## Written instruction
Copy the Prairie Schooner announcement below word for word, in full.

::: Document text :::

As more and more people prefer reading on e-readers, the Schooner will continue to offer its journal to readers and subscribers in a user-friendly format. Visit the Prairie Schooner website for a link to buy the Kindle issue on Amazon, or download the issue to your mobile device via the Kindle app.

Redd Named Publicity Associate

The esteemed literary magazine, Prairie Schooner, is pleased to announce the hiring of James Redd as its new Publicity Associate! The position of Publicity Associate was recently created to promote the journal’s exciting new projects, such as the 2012 Creative Nonfiction Contest judged by Steven Church, regionally, nationally, and internationally.

Prairie Schooner’s Glenna Luschei Endowed Editor-in-Chief Kwame Dawes says of Redd, “It is our good fortune to find someone who is a gifted writer, a talented and experienced musician, a savvy and witty thinker, and a man with an impressive work ethic. James Redd is a fantastic addition to our team.”

::: Data :::

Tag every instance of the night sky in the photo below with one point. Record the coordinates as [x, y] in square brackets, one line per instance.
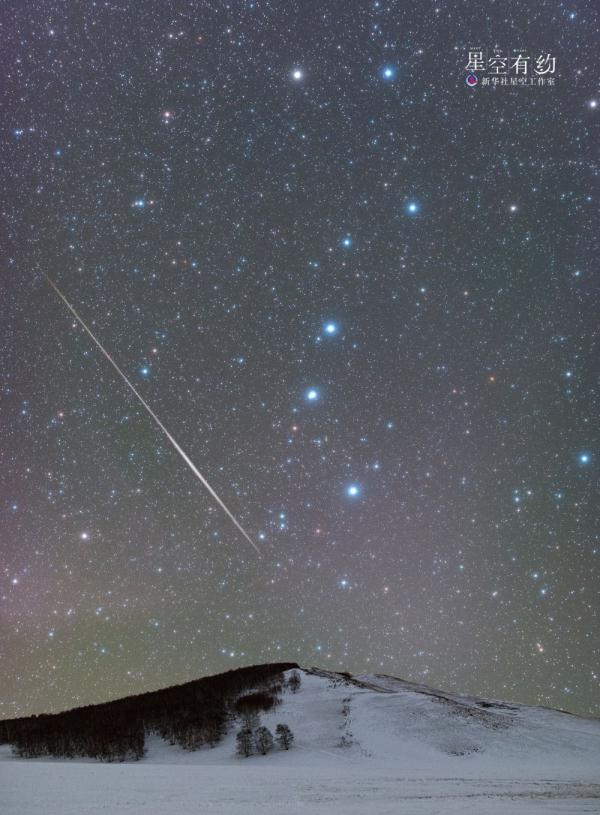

:::

## Task answer
As more and more people prefer reading on e-readers, the Schooner will continue to offer its journal to readers and subscribers in a user-friendly format. Visit the Prairie Schooner website for a link to buy the Kindle issue on Amazon, or download the issue to your mobile device via the Kindle app.

Redd Named Publicity Associate

The esteemed literary magazine, Prairie Schooner, is pleased to announce the hiring of James Redd as its new Publicity Associate! The position of Publicity Associate was recently created to promote the journal’s exciting new projects, such as the 2012 Creative Nonfiction Contest judged by Steven Church, regionally, nationally, and internationally.

Prairie Schooner’s Glenna Luschei Endowed Editor-in-Chief Kwame Dawes says of Redd, “It is our good fortune to find someone who is a gifted writer, a talented and experienced musician, a savvy and witty thinker, and a man with an impressive work ethic. James Redd is a fantastic addition to our team.”